**TEXT PROVIDED:**
— START —

Gores and those working with him at Platinum Equity, Aventiv and Securus push back against this notion of exploitation. In their telling, Gores and his partners took over a business in 2017 and installed a “transformative agenda” to make the services more equitable and less exploitative. I have no reason to think they believe anything else.

Platinum Equity points out that it does not run private prisons (true) and that there is a larger debate over mass incarceration (also true) while highlighting many initiatives undertaken and other parts of the Aventiv portfolio. These include but are not limited to:

  • The Lantern platform, which is billed s the “largest digital education program in corrections” supporting college courses, high school equivalency prep, GED prep and more
  • 83.6 million in free phone call minutes, 4.4 million free video connections, 5.6 million free email message stamps.
  • New leadership at Aventiv in January with the appointment of Dave Abel as president and CEO.
  • Reducing call cost by 30% in the past three years and an average call cost of $0.15 per minute including all fees and commissions
  • A clearer understanding of call rates
  • $3 million pledge to reducing recidivism rates and post-incarceration scholarship program

As a person and a fan, I take all that in and am left with one overarching thought — so what?

We are still at a fundamental truth, and that truth is — making something less bad doesn’t make it good.

There is another fundamental truth, though. A vacuum gets filled. And that is as true in The Marketplace (TM) as it is anywhere else. If Securus Technologies was not in the prison telecom space someone else would be. Perhaps that company would not be the “change agents” Gores has pledged himself and his partners to be, and would not be working to drive down rates or provide educational technology.

But history is full of actors justifying bad behavior, or standing by while others do awful things, by saying whatever replaces them would obviously be even worse. It’s a morally untenable justification, and one thing clear from the players taking the floor in the NBA is that they are desperate for moral clarity and moral leadership.

These are young black men who are scared for themselves, their kids, their families, and their friends. Being rich doesn’t disqualify you from being on the wrong end of mistreatment by law enforcement — just ask Sterling Brown or Thabo Sefolosha. And these are young men who know their lives could be profoundly different, and there are millions of people who look like but don’t have the protection that being a celebrity provides. They fight for them too.

— END —

**EXERCISE OBJECTIVE:** Pick up the commentary above on Gores, Securus and the NBA players where it stops, and carry it on in the same voice.

**PROVIDED MATERIAL:**

— START —

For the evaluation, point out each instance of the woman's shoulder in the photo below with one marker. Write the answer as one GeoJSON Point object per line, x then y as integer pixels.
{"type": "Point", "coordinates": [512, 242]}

— END —

**TASK RESPONSE:**
Black Lives Matter doesn’t end with police interaction — it extends to the criminal justice process and the way the carceral system exploits people of color. And that includes any profit-making at the expense of people who often shouldn’t be incarcerated in the first place.

And that leads us back to companies being in bad businesses professing to do good work. The ultimate goal as outline by Platinum Equity in its own words (emphasis mine):

Platinum Equity has invested considerable financial and operational resources in Securus with a demonstrable reform agenda that is lowering rates, reducing the company’s reliance on telecom, and developing new technologies, products and services that benefit incarcerated individuals. Our objective is to turn Securus into the most successful and the most responsible company in the industry, and then to divest it. If we succeed, we will have delivered a positive outcome for the company, its customers and the consumers it serves.

They are taking a bad company and making it less bad with plans to then spin that company off once it becomes “the most successful and the most responsible company in the industry.”

That industry, of course, is a private firm contracting with public and private prisons throughout the U.S. It is an industry that Tom Gores has chosen to make himself a part of. He does it with an eye toward being a “change agent.”

Maybe that is enough for you. Maybe you see all the good that will come years down the line. Maybe everything they are doing now is just fine and you would never stand between anyone and making a buck. Maybe you just don’t care and want the focus squarely on sports.

For me, though, there’s no good way to be in a bad business. There is no profit motive strong enough for me to look past the fundamental exploitation involved. A bad business is bad for business, and I hope Tom Gores sees that fundamental truth someday soon.